→ Problem statement:
Count the lines in the entries below that contain the string "plastic", matching case exactly, and reply with the number alone.

## begin Extracted records

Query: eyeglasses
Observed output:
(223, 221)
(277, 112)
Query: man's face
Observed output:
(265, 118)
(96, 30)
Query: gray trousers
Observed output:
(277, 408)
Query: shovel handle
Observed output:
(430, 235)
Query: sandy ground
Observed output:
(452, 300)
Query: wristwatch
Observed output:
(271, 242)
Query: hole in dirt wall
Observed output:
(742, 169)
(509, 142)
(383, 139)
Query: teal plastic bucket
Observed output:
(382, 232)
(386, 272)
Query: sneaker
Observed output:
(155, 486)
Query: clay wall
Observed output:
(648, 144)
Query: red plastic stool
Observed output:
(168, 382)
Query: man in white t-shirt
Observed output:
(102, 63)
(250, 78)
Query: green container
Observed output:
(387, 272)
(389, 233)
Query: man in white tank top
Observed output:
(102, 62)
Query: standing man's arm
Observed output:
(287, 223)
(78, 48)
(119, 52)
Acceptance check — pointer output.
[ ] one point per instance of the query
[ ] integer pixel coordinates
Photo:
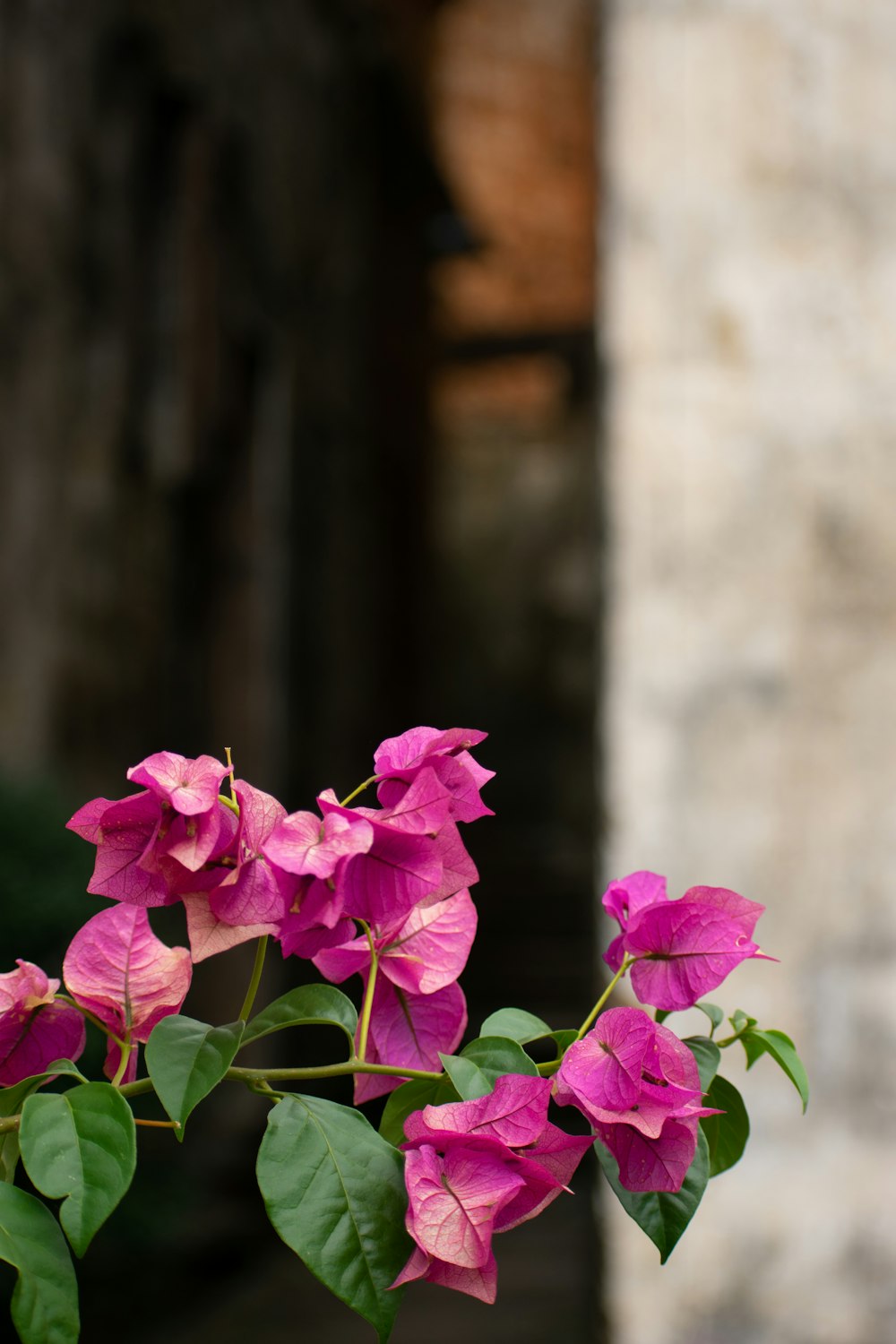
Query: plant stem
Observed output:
(349, 1066)
(360, 789)
(603, 997)
(123, 1064)
(365, 1023)
(261, 948)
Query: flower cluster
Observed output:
(638, 1086)
(481, 1167)
(680, 949)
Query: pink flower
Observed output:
(683, 948)
(118, 970)
(34, 1029)
(398, 761)
(424, 953)
(638, 1085)
(476, 1168)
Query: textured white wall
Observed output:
(750, 252)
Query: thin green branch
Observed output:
(261, 948)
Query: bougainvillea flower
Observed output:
(409, 1030)
(624, 900)
(397, 873)
(209, 935)
(398, 761)
(476, 1168)
(34, 1029)
(452, 1202)
(640, 1088)
(254, 892)
(125, 833)
(426, 952)
(308, 846)
(118, 970)
(314, 919)
(688, 946)
(185, 785)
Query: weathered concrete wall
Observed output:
(751, 341)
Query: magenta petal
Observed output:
(398, 871)
(606, 1064)
(651, 1164)
(34, 1029)
(209, 935)
(250, 894)
(689, 946)
(624, 900)
(452, 1202)
(118, 970)
(260, 814)
(410, 1030)
(190, 787)
(411, 747)
(432, 946)
(458, 870)
(424, 806)
(306, 846)
(513, 1112)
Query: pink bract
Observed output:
(188, 787)
(640, 1088)
(34, 1029)
(118, 970)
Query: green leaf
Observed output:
(514, 1023)
(80, 1147)
(335, 1193)
(482, 1062)
(410, 1097)
(707, 1056)
(783, 1051)
(306, 1004)
(713, 1012)
(726, 1134)
(185, 1059)
(661, 1215)
(11, 1102)
(45, 1300)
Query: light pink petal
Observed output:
(452, 1202)
(651, 1164)
(86, 820)
(31, 1038)
(422, 808)
(476, 1282)
(606, 1064)
(209, 935)
(258, 814)
(411, 747)
(250, 894)
(349, 959)
(124, 975)
(193, 840)
(398, 871)
(410, 1030)
(432, 946)
(624, 900)
(190, 787)
(516, 1112)
(306, 846)
(689, 948)
(458, 870)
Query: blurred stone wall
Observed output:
(750, 336)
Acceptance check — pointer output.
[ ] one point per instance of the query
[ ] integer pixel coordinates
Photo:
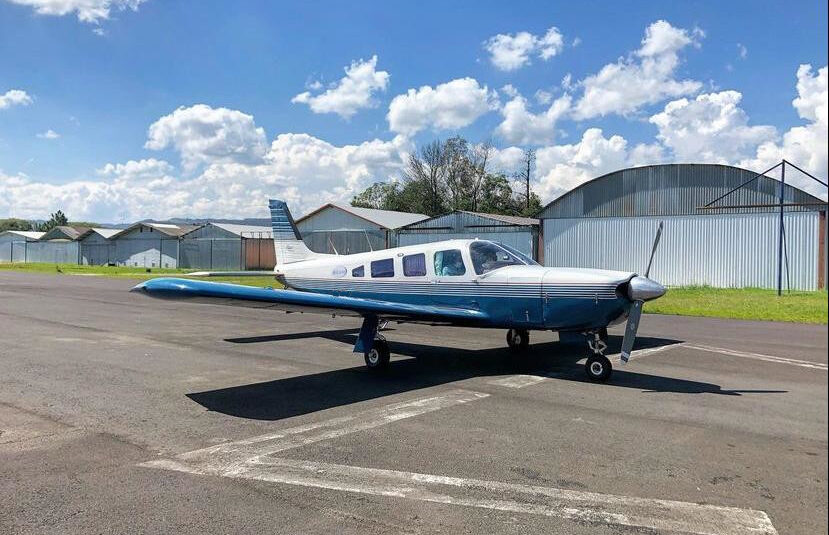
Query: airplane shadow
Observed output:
(427, 366)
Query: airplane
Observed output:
(461, 282)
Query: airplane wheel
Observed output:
(518, 339)
(598, 368)
(377, 358)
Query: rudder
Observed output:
(287, 241)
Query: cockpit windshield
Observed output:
(487, 256)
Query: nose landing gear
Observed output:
(597, 367)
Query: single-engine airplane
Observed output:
(473, 283)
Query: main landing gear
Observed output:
(373, 345)
(597, 367)
(518, 340)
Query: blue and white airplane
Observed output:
(472, 283)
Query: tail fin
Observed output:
(287, 241)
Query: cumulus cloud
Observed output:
(451, 105)
(804, 145)
(526, 128)
(49, 134)
(711, 128)
(203, 135)
(91, 11)
(509, 52)
(352, 93)
(14, 97)
(644, 77)
(304, 170)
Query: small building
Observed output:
(14, 244)
(610, 223)
(344, 229)
(149, 245)
(520, 233)
(97, 247)
(227, 246)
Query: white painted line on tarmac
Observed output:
(517, 381)
(603, 509)
(232, 453)
(758, 356)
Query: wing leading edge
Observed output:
(294, 301)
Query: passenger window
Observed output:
(414, 265)
(449, 263)
(382, 268)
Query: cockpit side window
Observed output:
(487, 256)
(449, 263)
(414, 265)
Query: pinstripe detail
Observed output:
(461, 289)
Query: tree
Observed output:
(13, 223)
(57, 219)
(449, 175)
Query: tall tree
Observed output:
(56, 219)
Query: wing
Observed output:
(294, 301)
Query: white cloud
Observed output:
(645, 77)
(509, 52)
(805, 145)
(352, 93)
(14, 97)
(451, 105)
(711, 128)
(204, 135)
(49, 134)
(304, 170)
(92, 11)
(526, 128)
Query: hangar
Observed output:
(97, 249)
(14, 244)
(520, 233)
(610, 222)
(227, 246)
(149, 244)
(345, 229)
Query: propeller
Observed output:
(641, 289)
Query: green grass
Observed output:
(130, 272)
(743, 303)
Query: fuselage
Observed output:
(514, 291)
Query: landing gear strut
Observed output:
(597, 367)
(373, 345)
(518, 339)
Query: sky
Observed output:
(118, 110)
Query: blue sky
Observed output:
(93, 83)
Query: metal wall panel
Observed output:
(673, 189)
(727, 251)
(523, 241)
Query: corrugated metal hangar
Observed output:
(518, 232)
(610, 223)
(344, 229)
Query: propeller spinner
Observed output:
(641, 289)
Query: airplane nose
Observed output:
(644, 289)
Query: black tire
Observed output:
(598, 368)
(518, 339)
(377, 358)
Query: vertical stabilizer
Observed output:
(287, 241)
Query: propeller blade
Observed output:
(631, 328)
(655, 245)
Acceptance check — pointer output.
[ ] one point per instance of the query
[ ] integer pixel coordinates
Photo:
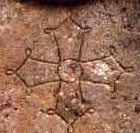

## end Extracted records

→ Response:
2